Exercise goal:
The response has to reproduce all entries exactly while excluding their pictures.

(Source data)
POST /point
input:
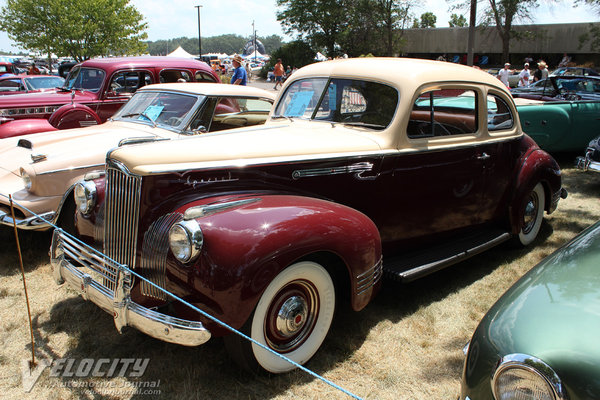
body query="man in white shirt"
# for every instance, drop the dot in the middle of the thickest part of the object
(524, 76)
(504, 73)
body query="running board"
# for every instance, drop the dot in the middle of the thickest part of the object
(411, 266)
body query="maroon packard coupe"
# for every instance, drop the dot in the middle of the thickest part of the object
(356, 174)
(93, 91)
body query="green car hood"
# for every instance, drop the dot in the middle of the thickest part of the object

Task response:
POST /point
input:
body query="man in white shirt"
# for every instance, drop the dot in the middle of the thickest part of the object
(524, 76)
(504, 73)
body query="running board"
# for every instance, drop the dot in the middle of the thickest part of the object
(411, 266)
body query="maroon packard coupe"
# for every instance, drop the dot in the middle of the thickest part of the object
(356, 174)
(93, 91)
body query="green car hood"
# for every instance, drop the dot in the middle of the thickest part of the object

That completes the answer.